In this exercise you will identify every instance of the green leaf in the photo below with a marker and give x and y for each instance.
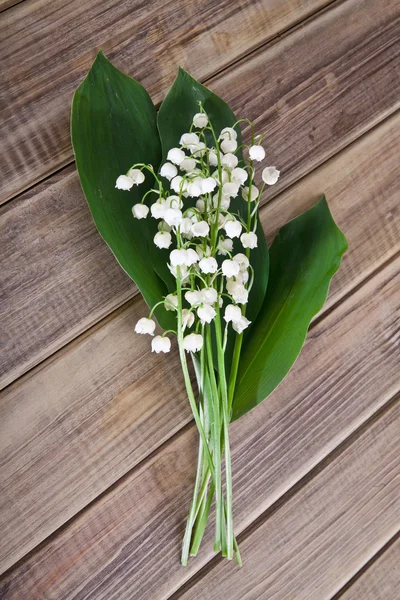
(303, 258)
(175, 118)
(113, 126)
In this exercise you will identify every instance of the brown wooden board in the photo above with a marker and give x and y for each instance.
(311, 545)
(126, 545)
(51, 247)
(48, 46)
(85, 417)
(380, 581)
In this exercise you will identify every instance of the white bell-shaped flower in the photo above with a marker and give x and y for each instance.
(209, 295)
(189, 164)
(158, 209)
(145, 325)
(232, 313)
(192, 257)
(242, 260)
(257, 153)
(228, 133)
(233, 228)
(140, 211)
(187, 318)
(225, 246)
(163, 239)
(249, 240)
(136, 175)
(178, 258)
(124, 183)
(193, 342)
(230, 268)
(230, 161)
(270, 175)
(171, 302)
(193, 297)
(253, 194)
(160, 344)
(176, 156)
(237, 291)
(241, 325)
(200, 120)
(213, 157)
(239, 175)
(189, 139)
(201, 229)
(206, 313)
(228, 145)
(230, 189)
(208, 265)
(173, 216)
(169, 171)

---

▶ **WHAT IS EXPECTED**
Return the whole listing word for word. Pictures stay out of it.

▶ **SOLUTION FOR THIS TASK**
In this exercise you will identify every instance of the green leaf in the photo below with a marker and give x and y for each instance.
(303, 258)
(175, 118)
(113, 126)
In this exercise you will identify every instance of the brown wooden board in the photo above with a marker and give x and y for each instance.
(311, 545)
(126, 545)
(51, 247)
(48, 46)
(85, 417)
(380, 581)
In this exercise you will identify every instance of the white bell-shaped flower in the photo above with a marker and give x and y for each instance.
(209, 295)
(189, 164)
(158, 209)
(145, 325)
(232, 313)
(192, 257)
(242, 260)
(257, 153)
(228, 133)
(233, 228)
(140, 211)
(187, 318)
(225, 246)
(163, 239)
(249, 240)
(136, 175)
(178, 258)
(124, 183)
(193, 342)
(230, 268)
(230, 161)
(270, 175)
(171, 302)
(193, 297)
(253, 194)
(160, 344)
(176, 156)
(237, 291)
(241, 325)
(200, 120)
(213, 157)
(239, 175)
(189, 139)
(201, 229)
(206, 313)
(228, 145)
(230, 189)
(208, 265)
(173, 216)
(169, 171)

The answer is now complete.